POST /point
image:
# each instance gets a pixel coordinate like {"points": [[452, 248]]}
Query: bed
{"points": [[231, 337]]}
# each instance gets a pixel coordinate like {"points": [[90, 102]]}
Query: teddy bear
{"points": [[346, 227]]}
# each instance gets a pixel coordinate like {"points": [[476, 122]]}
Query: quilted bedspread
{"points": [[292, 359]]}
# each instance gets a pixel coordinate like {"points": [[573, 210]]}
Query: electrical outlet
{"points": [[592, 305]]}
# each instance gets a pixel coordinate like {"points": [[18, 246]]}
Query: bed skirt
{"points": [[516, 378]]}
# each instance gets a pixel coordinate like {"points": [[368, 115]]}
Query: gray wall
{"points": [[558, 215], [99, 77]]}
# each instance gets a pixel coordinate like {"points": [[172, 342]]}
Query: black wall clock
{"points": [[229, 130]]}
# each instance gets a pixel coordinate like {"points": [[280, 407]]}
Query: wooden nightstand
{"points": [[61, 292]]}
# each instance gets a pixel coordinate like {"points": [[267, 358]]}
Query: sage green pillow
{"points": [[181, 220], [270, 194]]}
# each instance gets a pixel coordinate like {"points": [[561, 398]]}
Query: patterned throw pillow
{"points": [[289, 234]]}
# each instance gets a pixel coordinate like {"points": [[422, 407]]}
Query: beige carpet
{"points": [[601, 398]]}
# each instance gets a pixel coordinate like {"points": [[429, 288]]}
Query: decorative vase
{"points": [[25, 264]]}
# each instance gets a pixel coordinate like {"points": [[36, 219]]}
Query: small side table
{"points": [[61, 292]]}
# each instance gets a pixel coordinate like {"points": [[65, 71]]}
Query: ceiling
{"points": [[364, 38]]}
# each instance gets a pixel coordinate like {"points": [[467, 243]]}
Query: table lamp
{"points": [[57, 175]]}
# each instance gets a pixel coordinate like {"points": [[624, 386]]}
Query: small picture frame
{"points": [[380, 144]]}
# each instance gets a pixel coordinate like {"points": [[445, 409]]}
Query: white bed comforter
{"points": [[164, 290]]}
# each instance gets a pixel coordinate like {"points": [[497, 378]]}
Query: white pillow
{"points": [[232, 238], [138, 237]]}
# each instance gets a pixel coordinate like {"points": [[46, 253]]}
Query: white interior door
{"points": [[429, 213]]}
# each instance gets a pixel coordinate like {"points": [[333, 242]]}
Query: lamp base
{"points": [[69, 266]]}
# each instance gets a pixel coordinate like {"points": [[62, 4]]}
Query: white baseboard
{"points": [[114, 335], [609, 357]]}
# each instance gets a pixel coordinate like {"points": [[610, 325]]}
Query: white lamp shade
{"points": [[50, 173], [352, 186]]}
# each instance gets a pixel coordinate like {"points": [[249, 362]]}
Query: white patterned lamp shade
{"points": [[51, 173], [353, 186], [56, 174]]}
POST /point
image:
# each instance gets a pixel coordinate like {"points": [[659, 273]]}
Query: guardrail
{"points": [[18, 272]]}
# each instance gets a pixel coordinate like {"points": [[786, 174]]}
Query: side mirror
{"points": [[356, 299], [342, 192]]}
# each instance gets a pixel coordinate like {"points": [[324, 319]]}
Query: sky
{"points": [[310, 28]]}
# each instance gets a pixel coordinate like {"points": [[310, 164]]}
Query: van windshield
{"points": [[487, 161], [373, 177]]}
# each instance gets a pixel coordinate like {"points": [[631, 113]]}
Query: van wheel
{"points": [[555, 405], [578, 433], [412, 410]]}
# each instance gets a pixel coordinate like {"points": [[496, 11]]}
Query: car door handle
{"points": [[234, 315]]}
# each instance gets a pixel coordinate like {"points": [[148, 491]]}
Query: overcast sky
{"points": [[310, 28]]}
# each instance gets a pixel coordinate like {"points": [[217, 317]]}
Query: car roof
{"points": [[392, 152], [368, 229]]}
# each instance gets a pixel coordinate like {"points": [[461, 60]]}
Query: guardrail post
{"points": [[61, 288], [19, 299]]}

....................

● Problem to work on:
All of the lines above must be returned exactly as they stand.

● Solved problem:
POST /point
image:
# each instance gets a pixel coordinate like {"points": [[452, 248]]}
Query: bed
{"points": [[231, 337]]}
# each instance gets a pixel coordinate like {"points": [[90, 102]]}
Query: teddy bear
{"points": [[346, 227]]}
# each instance gets a pixel coordinate like {"points": [[476, 122]]}
Query: quilted bedspread
{"points": [[292, 359]]}
# each instance gets a pixel coordinate like {"points": [[573, 210]]}
Query: electrical outlet
{"points": [[592, 305]]}
# each instance gets a pixel coordinate like {"points": [[18, 246]]}
Query: bed skirt
{"points": [[516, 378]]}
# each instance gets a pixel coordinate like {"points": [[368, 115]]}
Query: gray wall
{"points": [[558, 215], [99, 77]]}
# each instance gets a pixel coordinate like {"points": [[172, 342]]}
Query: black wall clock
{"points": [[229, 130]]}
# each instance gets a pixel coordinate like {"points": [[280, 407]]}
Query: wooden nightstand
{"points": [[61, 292]]}
# each instance gets a pixel coordinate like {"points": [[267, 358]]}
Query: sage green pillow
{"points": [[181, 220], [270, 194]]}
# each instance gets a pixel coordinate like {"points": [[561, 398]]}
Query: patterned throw pillow
{"points": [[289, 234]]}
# each instance gets a pixel coordinate like {"points": [[422, 407]]}
Query: beige carpet
{"points": [[601, 398]]}
# each instance gets a pixel coordinate like {"points": [[429, 288]]}
Query: decorative vase
{"points": [[25, 264]]}
# each instance gets a pixel coordinate like {"points": [[36, 219]]}
Query: small side table
{"points": [[61, 292]]}
# each instance gets a pixel coordinate like {"points": [[65, 71]]}
Query: ceiling
{"points": [[364, 38]]}
# each instance gets a pixel coordinate like {"points": [[467, 243]]}
Query: table lamp
{"points": [[57, 175]]}
# each instance gets a pixel coordinate like {"points": [[624, 386]]}
Query: small picture frame
{"points": [[380, 144]]}
# each instance gets a pixel coordinate like {"points": [[445, 409]]}
Query: white bed comforter
{"points": [[164, 290]]}
# each instance gets a pixel coordinate like {"points": [[497, 378]]}
Query: white pillow
{"points": [[232, 238], [138, 237]]}
# each instance gets a pixel coordinate like {"points": [[46, 253]]}
Query: white interior door
{"points": [[429, 213]]}
# each instance gets a pixel coordinate like {"points": [[333, 242]]}
Query: lamp base
{"points": [[69, 266]]}
# each instance gets a pixel coordinate like {"points": [[62, 4]]}
Query: white baseboard
{"points": [[114, 335], [609, 357]]}
# each instance gets a pixel coordinate like {"points": [[610, 325]]}
Query: white lamp shade
{"points": [[50, 173], [352, 186]]}
# each instance gets a pixel coordinate like {"points": [[249, 362]]}
Query: white patterned lamp shade
{"points": [[51, 173], [353, 186], [56, 174]]}
POST /point
image:
# each instance gets a pixel coordinate like {"points": [[659, 273]]}
Query: guardrail
{"points": [[18, 272]]}
# each instance gets a pixel coordinate like {"points": [[786, 174]]}
Query: side mirror
{"points": [[356, 299], [342, 192]]}
# each instance gets a pixel coordinate like {"points": [[324, 319]]}
Query: sky
{"points": [[310, 28]]}
# each instance gets a pixel coordinate like {"points": [[310, 164]]}
Query: van windshield
{"points": [[487, 161], [373, 177]]}
# each instance gets a pixel coordinate like {"points": [[631, 113]]}
Query: van wheel
{"points": [[555, 405], [578, 433], [412, 410]]}
# each instance gets a pixel coordinate like {"points": [[496, 11]]}
Query: car door handle
{"points": [[234, 315]]}
# each instance gets a pixel coordinate like {"points": [[148, 491]]}
Query: overcast sky
{"points": [[310, 28]]}
# each instance gets a pixel coordinate like {"points": [[217, 317]]}
Query: car roof
{"points": [[392, 152], [368, 229]]}
# each instance gets a pixel coordinate like {"points": [[461, 60]]}
Query: guardrail post
{"points": [[61, 288], [19, 299]]}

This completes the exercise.